WRITTEN INSTRUCTION:
For the items in the stretch from the line containing "Subject: fur-trimmed hood" through the line containing "xmin=326 ymin=192 xmax=362 ymax=266", could you add 86 to each number in the bounding box coordinates given as answers? Write out that whole stretch again, keeping every other line, including the coordinate-format instructions and their sample values, unchanged.

ENTRIES:
[Start]

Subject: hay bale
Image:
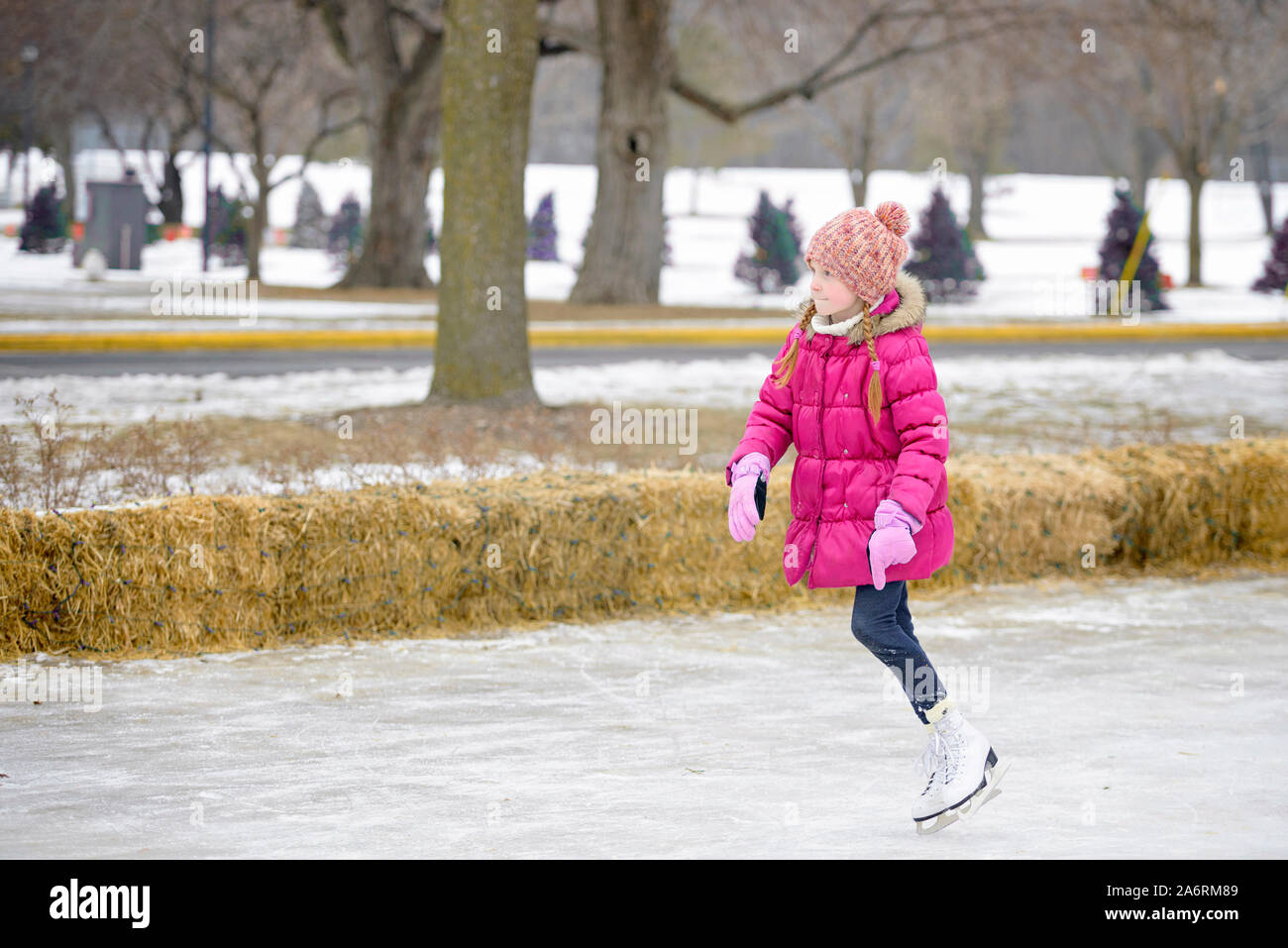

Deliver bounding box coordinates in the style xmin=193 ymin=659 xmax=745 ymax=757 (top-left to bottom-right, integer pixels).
xmin=0 ymin=439 xmax=1288 ymax=658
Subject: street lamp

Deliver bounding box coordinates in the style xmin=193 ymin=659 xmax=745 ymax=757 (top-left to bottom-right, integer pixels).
xmin=20 ymin=43 xmax=40 ymax=223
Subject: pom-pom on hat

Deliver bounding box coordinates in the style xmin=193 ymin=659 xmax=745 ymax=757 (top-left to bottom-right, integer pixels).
xmin=805 ymin=201 xmax=911 ymax=306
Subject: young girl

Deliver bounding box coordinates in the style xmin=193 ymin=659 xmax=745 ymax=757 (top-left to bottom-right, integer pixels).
xmin=725 ymin=201 xmax=1009 ymax=833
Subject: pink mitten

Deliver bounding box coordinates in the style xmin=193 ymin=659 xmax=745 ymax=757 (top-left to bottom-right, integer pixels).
xmin=868 ymin=497 xmax=921 ymax=588
xmin=729 ymin=452 xmax=769 ymax=542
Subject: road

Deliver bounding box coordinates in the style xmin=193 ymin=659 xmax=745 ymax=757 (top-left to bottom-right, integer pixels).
xmin=0 ymin=339 xmax=1288 ymax=378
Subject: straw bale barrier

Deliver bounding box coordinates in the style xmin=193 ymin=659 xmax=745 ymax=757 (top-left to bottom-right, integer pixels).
xmin=0 ymin=439 xmax=1288 ymax=660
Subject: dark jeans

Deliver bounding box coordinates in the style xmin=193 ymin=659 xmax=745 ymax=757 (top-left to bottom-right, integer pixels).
xmin=850 ymin=579 xmax=947 ymax=724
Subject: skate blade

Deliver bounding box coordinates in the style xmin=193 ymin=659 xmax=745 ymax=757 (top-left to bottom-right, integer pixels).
xmin=915 ymin=810 xmax=958 ymax=836
xmin=953 ymin=759 xmax=1012 ymax=819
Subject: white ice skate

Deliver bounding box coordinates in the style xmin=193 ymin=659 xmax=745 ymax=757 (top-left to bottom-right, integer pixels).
xmin=912 ymin=707 xmax=1012 ymax=835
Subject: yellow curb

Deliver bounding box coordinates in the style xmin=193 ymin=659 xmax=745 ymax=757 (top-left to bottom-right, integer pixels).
xmin=0 ymin=322 xmax=1288 ymax=352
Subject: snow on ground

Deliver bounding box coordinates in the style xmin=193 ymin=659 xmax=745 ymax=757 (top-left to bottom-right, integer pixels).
xmin=0 ymin=159 xmax=1288 ymax=331
xmin=0 ymin=574 xmax=1288 ymax=859
xmin=0 ymin=347 xmax=1288 ymax=451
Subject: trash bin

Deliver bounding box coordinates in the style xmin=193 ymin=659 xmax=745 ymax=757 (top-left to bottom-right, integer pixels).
xmin=72 ymin=177 xmax=150 ymax=270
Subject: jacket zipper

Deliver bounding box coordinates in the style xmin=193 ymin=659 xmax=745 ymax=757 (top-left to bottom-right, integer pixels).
xmin=806 ymin=343 xmax=832 ymax=579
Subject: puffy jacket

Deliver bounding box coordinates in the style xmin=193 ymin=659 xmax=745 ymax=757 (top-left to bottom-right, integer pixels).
xmin=725 ymin=270 xmax=953 ymax=588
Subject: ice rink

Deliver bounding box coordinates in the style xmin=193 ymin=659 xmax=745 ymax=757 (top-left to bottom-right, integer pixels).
xmin=0 ymin=574 xmax=1288 ymax=858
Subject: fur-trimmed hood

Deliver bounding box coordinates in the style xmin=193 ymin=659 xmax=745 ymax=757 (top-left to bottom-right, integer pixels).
xmin=796 ymin=270 xmax=926 ymax=345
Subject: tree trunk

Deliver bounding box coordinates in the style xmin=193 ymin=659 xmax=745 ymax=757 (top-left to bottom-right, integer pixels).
xmin=966 ymin=152 xmax=988 ymax=241
xmin=246 ymin=155 xmax=270 ymax=279
xmin=846 ymin=92 xmax=877 ymax=207
xmin=1185 ymin=171 xmax=1207 ymax=286
xmin=568 ymin=0 xmax=674 ymax=303
xmin=421 ymin=0 xmax=538 ymax=404
xmin=340 ymin=0 xmax=443 ymax=287
xmin=52 ymin=123 xmax=77 ymax=224
xmin=158 ymin=151 xmax=183 ymax=224
xmin=1130 ymin=123 xmax=1166 ymax=209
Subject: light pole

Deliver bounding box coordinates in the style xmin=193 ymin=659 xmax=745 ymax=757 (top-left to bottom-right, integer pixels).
xmin=20 ymin=43 xmax=40 ymax=223
xmin=201 ymin=0 xmax=215 ymax=273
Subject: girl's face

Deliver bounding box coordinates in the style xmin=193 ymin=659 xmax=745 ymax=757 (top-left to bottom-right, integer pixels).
xmin=808 ymin=262 xmax=859 ymax=316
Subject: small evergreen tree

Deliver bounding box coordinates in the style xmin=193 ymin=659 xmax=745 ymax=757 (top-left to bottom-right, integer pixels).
xmin=905 ymin=188 xmax=984 ymax=300
xmin=1252 ymin=218 xmax=1288 ymax=292
xmin=1096 ymin=187 xmax=1171 ymax=316
xmin=206 ymin=188 xmax=246 ymax=266
xmin=18 ymin=184 xmax=67 ymax=254
xmin=733 ymin=190 xmax=803 ymax=292
xmin=528 ymin=190 xmax=559 ymax=261
xmin=291 ymin=179 xmax=331 ymax=250
xmin=326 ymin=192 xmax=362 ymax=266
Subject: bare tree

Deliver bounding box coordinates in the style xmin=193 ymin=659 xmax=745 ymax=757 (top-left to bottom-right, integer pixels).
xmin=299 ymin=0 xmax=446 ymax=287
xmin=1043 ymin=0 xmax=1288 ymax=286
xmin=544 ymin=0 xmax=1042 ymax=303
xmin=426 ymin=0 xmax=537 ymax=404
xmin=195 ymin=0 xmax=360 ymax=279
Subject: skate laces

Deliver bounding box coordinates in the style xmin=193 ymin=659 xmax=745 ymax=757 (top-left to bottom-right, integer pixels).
xmin=915 ymin=729 xmax=948 ymax=792
xmin=935 ymin=724 xmax=966 ymax=784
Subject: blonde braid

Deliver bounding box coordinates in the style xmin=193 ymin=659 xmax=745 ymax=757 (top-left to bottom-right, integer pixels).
xmin=774 ymin=299 xmax=818 ymax=387
xmin=863 ymin=300 xmax=883 ymax=425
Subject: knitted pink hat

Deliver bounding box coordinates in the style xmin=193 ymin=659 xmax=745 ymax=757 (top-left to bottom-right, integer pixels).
xmin=805 ymin=201 xmax=911 ymax=306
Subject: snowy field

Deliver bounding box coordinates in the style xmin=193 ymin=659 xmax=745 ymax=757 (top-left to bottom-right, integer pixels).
xmin=0 ymin=152 xmax=1288 ymax=332
xmin=0 ymin=574 xmax=1288 ymax=859
xmin=0 ymin=345 xmax=1288 ymax=440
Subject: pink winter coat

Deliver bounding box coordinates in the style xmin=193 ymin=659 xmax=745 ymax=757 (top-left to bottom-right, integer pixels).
xmin=725 ymin=270 xmax=953 ymax=588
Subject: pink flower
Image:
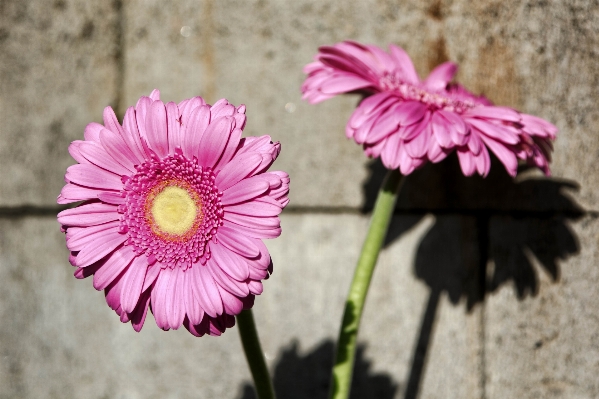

[End]

TASK OUTPUT:
Subject: fur-trimmed hood

Deliver bounding box coordinates in the style xmin=193 ymin=659 xmax=745 ymax=757 (top-left to bottom-right, integer pixels).
xmin=882 ymin=356 xmax=1012 ymax=431
Subject: tree trunk

Deliver bounding box coordinates in the style xmin=193 ymin=659 xmax=745 ymax=757 (top-left to bottom-right, integer pixels).
xmin=1052 ymin=238 xmax=1074 ymax=327
xmin=332 ymin=241 xmax=356 ymax=365
xmin=932 ymin=178 xmax=963 ymax=293
xmin=1271 ymin=257 xmax=1293 ymax=372
xmin=654 ymin=86 xmax=760 ymax=389
xmin=507 ymin=86 xmax=624 ymax=490
xmin=426 ymin=86 xmax=529 ymax=373
xmin=138 ymin=209 xmax=163 ymax=310
xmin=244 ymin=237 xmax=269 ymax=310
xmin=1216 ymin=209 xmax=1252 ymax=295
Subject: light pole

Deliver bounding box coordinates in the style xmin=193 ymin=659 xmax=745 ymax=757 (top-left to bottom-right, integer pixels).
xmin=106 ymin=129 xmax=126 ymax=309
xmin=287 ymin=86 xmax=301 ymax=359
Subject: girl's face

Deliver bounding box coordinates in the style xmin=193 ymin=659 xmax=745 ymax=757 (top-left to bottom-right, integer pixels).
xmin=894 ymin=348 xmax=945 ymax=402
Subject: small evergreen tree

Deliver bounding box coordinates in the style xmin=193 ymin=659 xmax=745 ymax=757 (top-left to bottom-right, integer pixels).
xmin=991 ymin=274 xmax=1070 ymax=386
xmin=1338 ymin=304 xmax=1374 ymax=378
xmin=1182 ymin=273 xmax=1257 ymax=402
xmin=292 ymin=274 xmax=332 ymax=352
xmin=104 ymin=270 xmax=153 ymax=340
xmin=819 ymin=276 xmax=889 ymax=378
xmin=614 ymin=276 xmax=645 ymax=347
xmin=377 ymin=265 xmax=417 ymax=336
xmin=412 ymin=278 xmax=448 ymax=352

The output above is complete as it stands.